• _TEXT SEGMENT_
━━━━
Open call: NAC arts bursary funding in South Africa
The National Arts Council South Africa (NAC) is inviting students, art practitioners, art technicians, arts administrators, and other industry-related professionals to submit applications for its local Block Institutional Bursary Funding Call for the 2025 academic year.
The invitation is for registered education and training institutions that are involved in studies or provision of tuition in the fields of music, theatre, dance, crafts, literature, multidiscipline, visual arts, cultural policy, arts, and culture management as well as any arts-related course to apply for Block Institutional Bursaries.
Block Institutional Bursaries are earmarked for undergraduate students who will be studying in South Africa during 2025. Institutions that apply for funding are required to support undergraduate students for the duration of their undergraduate studies, subject to successful completion of each year of study. Institutions should be prepared to enter into a service-level agreement with the NAC in the fulfilment of this requirement. Institutions will be required to prioritise women and people living with disabilities in their selection processes.
━━━━
• _DATA ENTRIES_

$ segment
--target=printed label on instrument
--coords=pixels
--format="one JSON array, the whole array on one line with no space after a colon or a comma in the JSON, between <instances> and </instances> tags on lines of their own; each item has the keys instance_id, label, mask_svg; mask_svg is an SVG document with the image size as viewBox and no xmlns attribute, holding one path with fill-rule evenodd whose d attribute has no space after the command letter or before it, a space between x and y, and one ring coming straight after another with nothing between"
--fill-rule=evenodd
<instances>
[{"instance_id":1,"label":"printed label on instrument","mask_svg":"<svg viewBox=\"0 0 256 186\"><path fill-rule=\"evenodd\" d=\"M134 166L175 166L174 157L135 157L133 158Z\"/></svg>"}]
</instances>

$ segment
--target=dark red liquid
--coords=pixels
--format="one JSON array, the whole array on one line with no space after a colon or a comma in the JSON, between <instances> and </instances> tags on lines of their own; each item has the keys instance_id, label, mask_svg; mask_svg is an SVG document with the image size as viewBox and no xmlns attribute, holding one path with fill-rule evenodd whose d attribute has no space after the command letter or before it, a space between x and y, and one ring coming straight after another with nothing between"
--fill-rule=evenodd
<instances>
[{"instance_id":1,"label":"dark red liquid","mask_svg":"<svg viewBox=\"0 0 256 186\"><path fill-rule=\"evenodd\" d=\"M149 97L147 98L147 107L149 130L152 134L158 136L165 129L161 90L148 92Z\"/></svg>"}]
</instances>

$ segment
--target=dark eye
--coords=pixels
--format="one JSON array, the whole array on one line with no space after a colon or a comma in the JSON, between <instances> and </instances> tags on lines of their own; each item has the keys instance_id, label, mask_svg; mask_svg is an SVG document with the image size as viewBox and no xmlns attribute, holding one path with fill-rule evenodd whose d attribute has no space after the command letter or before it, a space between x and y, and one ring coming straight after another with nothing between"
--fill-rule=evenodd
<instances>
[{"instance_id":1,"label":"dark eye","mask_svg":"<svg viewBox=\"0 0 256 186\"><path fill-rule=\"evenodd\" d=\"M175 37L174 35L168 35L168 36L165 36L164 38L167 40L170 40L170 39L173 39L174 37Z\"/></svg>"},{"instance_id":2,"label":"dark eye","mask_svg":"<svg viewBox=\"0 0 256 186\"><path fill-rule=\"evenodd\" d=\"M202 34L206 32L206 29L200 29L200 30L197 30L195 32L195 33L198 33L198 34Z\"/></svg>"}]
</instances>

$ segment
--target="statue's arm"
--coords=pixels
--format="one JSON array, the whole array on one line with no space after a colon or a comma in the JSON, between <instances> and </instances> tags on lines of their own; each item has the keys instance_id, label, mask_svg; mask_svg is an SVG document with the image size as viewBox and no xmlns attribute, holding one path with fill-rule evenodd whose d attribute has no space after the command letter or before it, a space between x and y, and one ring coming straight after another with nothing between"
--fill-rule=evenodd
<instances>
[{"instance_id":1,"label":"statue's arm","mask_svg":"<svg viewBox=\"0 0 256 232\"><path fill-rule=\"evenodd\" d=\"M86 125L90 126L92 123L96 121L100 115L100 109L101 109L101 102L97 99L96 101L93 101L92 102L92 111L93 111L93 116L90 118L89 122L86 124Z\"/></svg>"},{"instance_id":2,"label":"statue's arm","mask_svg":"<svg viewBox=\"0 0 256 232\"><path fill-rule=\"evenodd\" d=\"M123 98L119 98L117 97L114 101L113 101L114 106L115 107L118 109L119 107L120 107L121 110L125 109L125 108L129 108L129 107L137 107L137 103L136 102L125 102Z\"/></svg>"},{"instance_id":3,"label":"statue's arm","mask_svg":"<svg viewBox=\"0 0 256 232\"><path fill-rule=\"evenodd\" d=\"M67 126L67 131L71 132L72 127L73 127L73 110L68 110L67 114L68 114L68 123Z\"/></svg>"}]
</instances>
━━━━
• _STATED PROBLEM_
Extend the notice about the NAC arts bursary call by writing the next part, picking up after its final sentence.

• _RESPONSE TO THIS EXERCISE_
The NAC strategy purports capacity building as an essential element for developing the arts to ensure excellence. Bursary funding aims to provide support to aspirational arts practitioners in the acquisition of relevant arts qualifications and arts-related knowledge and skills base. The funding of bursaries is an essential element for developing the arts to ensure excellence.
Through support for the provision of training and education, the NAC offers grants for bursaries and residency programmes to help grow the talent of students, art practitioners, art technicians, arts administrators, and other industry-related professionals. This ensures that South Africa has a sustainable pool of talented artists and leaders.
Applicants need to register and complete the online application form before 6 September 2024.
View the original call here.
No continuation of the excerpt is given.